- [Records for the exercise]:
========

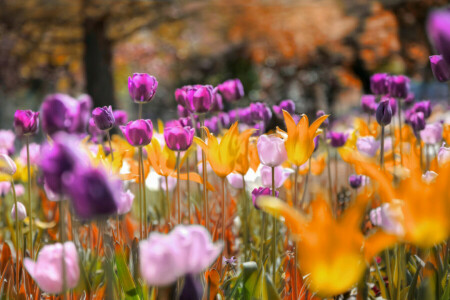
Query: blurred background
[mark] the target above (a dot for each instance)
(320, 53)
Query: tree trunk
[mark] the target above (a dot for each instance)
(98, 62)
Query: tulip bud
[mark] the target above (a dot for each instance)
(179, 138)
(384, 113)
(138, 133)
(379, 84)
(26, 122)
(142, 87)
(440, 68)
(103, 117)
(21, 212)
(399, 86)
(7, 165)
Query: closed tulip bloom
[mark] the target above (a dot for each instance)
(47, 270)
(125, 202)
(369, 104)
(432, 133)
(262, 191)
(440, 68)
(271, 150)
(179, 138)
(21, 212)
(185, 250)
(384, 113)
(399, 86)
(138, 133)
(7, 165)
(379, 84)
(437, 26)
(337, 139)
(232, 90)
(26, 122)
(120, 116)
(92, 193)
(424, 107)
(287, 105)
(443, 155)
(103, 117)
(355, 181)
(367, 146)
(142, 87)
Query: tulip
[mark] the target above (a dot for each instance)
(125, 202)
(437, 27)
(26, 122)
(440, 68)
(7, 165)
(368, 104)
(185, 250)
(232, 90)
(432, 133)
(21, 212)
(384, 113)
(199, 99)
(179, 138)
(399, 86)
(287, 105)
(367, 146)
(120, 116)
(92, 193)
(443, 155)
(103, 117)
(47, 270)
(262, 191)
(379, 84)
(355, 181)
(281, 175)
(7, 138)
(138, 133)
(142, 87)
(337, 139)
(424, 107)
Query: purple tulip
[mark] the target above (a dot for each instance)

========

- [Instructions for the task]: Update the records from the line containing "Query: purple tulip" through the end by replacing "purple" with "red", and return only those lines with nothing else changed.

- [Reply to the exercise]:
Query: red tulip
[mark] the target above (a dot for each instance)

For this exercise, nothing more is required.